**What to produce:**
Would it be possible to copy exactly the lines from the one containing "In the picture above, where can the shelving" to the end of the entries, including both and nothing else?

+++ Source material +++

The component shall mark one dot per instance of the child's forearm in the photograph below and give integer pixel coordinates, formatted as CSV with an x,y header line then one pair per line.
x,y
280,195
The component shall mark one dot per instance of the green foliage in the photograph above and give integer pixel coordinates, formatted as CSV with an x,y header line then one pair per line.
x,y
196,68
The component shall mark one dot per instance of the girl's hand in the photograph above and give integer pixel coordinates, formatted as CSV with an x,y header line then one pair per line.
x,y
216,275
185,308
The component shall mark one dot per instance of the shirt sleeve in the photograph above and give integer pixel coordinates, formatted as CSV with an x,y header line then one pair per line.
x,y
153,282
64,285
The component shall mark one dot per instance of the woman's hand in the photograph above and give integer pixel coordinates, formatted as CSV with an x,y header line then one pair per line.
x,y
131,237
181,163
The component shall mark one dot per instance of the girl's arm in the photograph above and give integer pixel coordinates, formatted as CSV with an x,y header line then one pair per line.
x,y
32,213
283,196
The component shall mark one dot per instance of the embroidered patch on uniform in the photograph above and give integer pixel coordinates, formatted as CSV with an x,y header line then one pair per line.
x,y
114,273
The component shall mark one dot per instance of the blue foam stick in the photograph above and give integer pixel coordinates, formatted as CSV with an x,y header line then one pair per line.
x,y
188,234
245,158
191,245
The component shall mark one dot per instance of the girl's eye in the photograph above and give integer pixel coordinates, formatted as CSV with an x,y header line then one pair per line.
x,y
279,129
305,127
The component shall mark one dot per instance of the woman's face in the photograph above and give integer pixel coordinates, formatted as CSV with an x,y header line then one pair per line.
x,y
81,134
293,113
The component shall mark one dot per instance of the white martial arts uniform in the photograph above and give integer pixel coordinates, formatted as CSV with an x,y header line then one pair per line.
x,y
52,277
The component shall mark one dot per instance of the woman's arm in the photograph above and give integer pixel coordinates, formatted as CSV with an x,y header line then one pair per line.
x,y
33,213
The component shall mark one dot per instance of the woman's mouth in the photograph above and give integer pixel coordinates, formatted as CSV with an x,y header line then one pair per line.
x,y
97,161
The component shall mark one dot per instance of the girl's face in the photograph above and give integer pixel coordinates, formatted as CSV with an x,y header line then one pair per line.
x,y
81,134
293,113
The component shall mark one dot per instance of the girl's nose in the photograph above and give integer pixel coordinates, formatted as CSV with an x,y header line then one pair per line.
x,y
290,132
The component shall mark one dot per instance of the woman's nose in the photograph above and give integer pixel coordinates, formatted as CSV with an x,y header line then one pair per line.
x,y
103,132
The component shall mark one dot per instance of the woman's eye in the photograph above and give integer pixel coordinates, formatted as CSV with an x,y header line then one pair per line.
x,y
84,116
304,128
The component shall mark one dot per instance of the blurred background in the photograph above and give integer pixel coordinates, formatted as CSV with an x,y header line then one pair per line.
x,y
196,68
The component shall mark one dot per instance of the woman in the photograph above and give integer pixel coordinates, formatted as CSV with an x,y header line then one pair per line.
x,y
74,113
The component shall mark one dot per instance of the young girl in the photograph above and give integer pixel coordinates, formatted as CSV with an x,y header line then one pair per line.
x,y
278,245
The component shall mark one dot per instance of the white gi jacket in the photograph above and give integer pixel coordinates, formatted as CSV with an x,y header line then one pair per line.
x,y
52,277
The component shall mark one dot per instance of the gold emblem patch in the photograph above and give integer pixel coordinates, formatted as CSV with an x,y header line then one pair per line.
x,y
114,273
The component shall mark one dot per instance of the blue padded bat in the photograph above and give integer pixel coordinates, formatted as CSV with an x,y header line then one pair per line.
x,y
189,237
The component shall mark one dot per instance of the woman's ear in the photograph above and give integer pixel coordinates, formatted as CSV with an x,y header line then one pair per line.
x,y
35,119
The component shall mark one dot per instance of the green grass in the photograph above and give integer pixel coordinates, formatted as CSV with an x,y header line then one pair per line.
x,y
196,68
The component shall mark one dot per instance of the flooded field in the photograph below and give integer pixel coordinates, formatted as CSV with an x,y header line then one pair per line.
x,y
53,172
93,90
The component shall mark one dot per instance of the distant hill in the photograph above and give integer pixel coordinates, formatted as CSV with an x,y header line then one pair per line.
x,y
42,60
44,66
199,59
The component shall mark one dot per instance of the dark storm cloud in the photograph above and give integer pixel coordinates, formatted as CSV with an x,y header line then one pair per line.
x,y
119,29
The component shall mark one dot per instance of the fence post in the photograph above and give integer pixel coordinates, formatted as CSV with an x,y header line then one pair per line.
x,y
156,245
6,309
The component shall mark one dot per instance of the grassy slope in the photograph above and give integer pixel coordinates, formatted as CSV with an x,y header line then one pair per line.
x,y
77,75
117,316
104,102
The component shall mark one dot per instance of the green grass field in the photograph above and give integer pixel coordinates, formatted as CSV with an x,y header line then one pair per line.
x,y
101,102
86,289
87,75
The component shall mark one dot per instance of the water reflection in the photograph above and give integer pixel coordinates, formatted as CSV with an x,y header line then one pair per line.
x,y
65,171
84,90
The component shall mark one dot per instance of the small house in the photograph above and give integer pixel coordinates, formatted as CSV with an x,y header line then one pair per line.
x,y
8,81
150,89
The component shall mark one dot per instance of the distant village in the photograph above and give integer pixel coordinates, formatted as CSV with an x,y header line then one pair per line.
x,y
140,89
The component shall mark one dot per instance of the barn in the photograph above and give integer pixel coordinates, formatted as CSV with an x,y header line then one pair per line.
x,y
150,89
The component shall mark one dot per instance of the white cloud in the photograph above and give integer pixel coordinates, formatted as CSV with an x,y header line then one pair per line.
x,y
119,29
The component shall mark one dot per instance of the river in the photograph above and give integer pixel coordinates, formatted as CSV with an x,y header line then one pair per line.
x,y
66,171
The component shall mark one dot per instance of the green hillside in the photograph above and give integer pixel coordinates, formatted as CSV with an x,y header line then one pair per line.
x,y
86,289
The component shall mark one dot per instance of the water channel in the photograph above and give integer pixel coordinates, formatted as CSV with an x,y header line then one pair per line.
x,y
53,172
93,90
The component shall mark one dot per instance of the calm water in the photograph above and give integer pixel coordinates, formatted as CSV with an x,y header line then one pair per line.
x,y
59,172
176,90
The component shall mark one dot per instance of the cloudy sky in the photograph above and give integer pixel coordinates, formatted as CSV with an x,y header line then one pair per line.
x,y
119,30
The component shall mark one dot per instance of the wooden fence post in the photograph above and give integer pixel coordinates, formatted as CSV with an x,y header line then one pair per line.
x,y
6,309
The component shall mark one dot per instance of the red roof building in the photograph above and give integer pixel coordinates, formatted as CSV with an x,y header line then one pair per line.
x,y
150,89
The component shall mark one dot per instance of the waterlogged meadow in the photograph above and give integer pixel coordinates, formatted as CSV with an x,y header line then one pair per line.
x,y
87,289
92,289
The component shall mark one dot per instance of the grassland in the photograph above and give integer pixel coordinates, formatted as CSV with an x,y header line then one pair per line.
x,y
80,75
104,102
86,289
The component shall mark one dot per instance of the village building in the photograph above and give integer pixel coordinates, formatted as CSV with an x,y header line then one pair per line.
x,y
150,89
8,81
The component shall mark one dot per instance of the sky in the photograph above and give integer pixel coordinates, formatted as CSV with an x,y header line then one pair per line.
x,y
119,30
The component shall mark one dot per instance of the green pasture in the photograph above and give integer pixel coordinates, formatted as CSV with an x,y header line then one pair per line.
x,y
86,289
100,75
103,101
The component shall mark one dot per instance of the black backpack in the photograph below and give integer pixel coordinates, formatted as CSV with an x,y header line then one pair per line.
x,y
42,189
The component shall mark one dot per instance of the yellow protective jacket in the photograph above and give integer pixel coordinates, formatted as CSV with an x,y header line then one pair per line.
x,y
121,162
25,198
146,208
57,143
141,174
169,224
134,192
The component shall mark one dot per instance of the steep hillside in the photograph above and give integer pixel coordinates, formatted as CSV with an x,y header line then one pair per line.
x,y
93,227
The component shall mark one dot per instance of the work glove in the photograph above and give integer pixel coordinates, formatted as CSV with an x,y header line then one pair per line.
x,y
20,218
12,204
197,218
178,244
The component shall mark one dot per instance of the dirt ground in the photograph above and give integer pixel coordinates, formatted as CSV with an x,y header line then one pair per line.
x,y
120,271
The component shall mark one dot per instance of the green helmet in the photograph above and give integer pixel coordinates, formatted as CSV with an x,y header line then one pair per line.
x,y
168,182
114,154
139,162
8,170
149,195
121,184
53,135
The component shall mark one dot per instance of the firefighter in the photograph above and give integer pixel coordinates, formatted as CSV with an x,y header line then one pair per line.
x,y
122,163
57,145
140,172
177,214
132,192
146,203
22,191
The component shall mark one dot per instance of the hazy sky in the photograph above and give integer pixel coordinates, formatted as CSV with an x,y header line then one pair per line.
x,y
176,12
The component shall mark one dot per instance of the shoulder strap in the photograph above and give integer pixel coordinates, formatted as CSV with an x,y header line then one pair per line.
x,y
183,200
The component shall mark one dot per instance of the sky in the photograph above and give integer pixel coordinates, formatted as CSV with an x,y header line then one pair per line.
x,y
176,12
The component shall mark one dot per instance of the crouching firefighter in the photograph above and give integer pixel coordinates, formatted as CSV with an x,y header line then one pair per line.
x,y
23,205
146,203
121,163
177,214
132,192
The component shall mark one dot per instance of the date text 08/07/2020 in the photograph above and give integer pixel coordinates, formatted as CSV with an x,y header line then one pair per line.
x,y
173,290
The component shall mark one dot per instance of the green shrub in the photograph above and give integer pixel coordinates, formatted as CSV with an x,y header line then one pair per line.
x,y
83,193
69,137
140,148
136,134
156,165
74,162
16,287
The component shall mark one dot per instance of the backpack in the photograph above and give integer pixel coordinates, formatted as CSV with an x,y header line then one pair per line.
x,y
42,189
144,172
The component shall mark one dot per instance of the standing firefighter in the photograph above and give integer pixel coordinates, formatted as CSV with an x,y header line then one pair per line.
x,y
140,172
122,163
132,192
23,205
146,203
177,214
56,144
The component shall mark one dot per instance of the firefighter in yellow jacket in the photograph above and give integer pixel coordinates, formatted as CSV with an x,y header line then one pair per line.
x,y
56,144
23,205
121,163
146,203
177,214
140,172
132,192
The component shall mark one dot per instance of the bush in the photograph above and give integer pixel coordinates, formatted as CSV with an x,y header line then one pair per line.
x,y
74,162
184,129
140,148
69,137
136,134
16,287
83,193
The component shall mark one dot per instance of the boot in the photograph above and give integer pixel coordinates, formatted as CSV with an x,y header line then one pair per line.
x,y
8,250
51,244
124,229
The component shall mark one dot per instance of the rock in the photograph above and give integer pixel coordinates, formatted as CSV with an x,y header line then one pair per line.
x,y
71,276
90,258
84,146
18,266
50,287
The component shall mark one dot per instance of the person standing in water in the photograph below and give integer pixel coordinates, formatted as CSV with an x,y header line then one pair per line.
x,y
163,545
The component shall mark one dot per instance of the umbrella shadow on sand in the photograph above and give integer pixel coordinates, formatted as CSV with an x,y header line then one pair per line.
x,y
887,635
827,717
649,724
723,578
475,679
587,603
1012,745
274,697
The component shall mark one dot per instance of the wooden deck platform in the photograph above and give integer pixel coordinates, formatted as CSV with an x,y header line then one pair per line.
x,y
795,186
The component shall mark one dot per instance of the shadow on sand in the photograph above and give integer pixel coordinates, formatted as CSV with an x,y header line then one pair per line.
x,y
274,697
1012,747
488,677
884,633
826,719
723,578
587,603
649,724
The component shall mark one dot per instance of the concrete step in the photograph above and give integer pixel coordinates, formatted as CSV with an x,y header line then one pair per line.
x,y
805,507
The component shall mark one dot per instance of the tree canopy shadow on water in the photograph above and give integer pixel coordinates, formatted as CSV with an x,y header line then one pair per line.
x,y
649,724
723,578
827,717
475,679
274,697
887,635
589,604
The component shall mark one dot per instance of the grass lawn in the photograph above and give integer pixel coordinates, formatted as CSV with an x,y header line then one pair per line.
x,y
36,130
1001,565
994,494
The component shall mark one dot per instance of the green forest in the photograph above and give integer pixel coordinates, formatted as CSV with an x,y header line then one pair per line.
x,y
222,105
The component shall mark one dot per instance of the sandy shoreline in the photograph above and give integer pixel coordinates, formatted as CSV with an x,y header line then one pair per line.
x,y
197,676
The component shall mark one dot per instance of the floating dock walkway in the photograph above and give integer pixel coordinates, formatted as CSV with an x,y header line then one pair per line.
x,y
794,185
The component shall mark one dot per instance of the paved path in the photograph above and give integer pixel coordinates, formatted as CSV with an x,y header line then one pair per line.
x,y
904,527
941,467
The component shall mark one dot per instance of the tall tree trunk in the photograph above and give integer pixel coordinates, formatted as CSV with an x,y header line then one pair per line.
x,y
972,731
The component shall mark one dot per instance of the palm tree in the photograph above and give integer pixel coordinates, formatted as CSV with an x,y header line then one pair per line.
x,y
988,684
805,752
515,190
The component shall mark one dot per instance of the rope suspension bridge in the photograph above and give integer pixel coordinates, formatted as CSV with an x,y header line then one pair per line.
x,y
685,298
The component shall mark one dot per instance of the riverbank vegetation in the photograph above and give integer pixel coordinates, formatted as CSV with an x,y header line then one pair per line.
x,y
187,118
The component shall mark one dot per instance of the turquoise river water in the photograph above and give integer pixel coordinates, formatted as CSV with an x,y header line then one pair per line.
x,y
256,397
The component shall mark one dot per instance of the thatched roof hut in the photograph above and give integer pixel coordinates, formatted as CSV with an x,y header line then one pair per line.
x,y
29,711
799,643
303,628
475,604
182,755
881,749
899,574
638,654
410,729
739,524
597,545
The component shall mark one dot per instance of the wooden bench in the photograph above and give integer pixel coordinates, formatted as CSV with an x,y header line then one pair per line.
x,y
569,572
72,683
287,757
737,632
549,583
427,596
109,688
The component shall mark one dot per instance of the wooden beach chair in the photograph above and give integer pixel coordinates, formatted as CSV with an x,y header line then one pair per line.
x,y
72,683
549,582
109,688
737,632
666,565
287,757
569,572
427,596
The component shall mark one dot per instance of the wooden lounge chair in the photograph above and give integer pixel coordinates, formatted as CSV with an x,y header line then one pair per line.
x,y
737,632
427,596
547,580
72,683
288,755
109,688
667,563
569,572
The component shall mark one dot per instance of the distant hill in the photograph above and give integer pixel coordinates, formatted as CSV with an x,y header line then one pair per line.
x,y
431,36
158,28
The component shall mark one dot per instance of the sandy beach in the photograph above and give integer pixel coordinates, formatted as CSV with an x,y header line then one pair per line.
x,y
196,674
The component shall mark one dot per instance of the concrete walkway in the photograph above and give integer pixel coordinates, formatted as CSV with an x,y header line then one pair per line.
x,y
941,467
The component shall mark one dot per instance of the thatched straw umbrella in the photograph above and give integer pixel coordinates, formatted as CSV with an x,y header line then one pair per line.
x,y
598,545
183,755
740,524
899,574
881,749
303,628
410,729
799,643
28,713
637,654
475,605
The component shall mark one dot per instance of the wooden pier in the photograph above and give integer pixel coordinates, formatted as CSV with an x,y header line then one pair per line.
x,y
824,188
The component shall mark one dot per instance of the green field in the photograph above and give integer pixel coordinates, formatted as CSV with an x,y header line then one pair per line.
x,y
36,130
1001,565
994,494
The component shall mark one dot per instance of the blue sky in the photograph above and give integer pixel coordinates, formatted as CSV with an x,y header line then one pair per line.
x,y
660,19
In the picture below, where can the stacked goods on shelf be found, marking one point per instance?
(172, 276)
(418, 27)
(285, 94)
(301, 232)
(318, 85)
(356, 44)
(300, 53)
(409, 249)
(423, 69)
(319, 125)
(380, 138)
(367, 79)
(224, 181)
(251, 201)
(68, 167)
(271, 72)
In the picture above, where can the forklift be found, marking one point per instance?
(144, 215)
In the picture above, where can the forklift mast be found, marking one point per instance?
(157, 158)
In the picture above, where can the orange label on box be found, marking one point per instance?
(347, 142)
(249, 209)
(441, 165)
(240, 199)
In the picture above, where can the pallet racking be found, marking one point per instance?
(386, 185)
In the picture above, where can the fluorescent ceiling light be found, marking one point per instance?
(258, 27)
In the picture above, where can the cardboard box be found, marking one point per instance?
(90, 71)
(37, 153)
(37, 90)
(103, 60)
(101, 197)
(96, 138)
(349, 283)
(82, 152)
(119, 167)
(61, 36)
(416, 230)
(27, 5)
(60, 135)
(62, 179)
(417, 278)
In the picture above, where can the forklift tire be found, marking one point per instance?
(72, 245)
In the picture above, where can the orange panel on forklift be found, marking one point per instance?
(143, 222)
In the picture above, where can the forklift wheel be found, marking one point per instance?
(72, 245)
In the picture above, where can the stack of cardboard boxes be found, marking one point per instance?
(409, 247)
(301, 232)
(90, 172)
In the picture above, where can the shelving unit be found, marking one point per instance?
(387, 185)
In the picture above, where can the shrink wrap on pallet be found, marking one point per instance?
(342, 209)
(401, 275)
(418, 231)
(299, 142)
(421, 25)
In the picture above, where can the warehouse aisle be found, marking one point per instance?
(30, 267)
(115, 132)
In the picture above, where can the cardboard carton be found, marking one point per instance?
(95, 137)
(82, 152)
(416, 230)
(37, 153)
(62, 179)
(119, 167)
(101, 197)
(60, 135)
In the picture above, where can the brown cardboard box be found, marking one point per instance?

+++

**Response for this exercise:**
In the picture above, where can the shelving unit be found, marking one point per instance?
(387, 185)
In the picture above, where can the shrink wrap on pallet be found, marking one point per instance?
(342, 209)
(401, 275)
(418, 231)
(299, 142)
(421, 25)
In the picture above, where can the warehouse aisle be found, marking one point per instance?
(30, 267)
(115, 132)
In the picture above, where can the cardboard carton be found, marking one point per instance?
(95, 137)
(82, 152)
(416, 230)
(37, 153)
(62, 179)
(119, 167)
(101, 197)
(60, 135)
In the picture above, where can the brown cardboard box be found, marking one point per instance?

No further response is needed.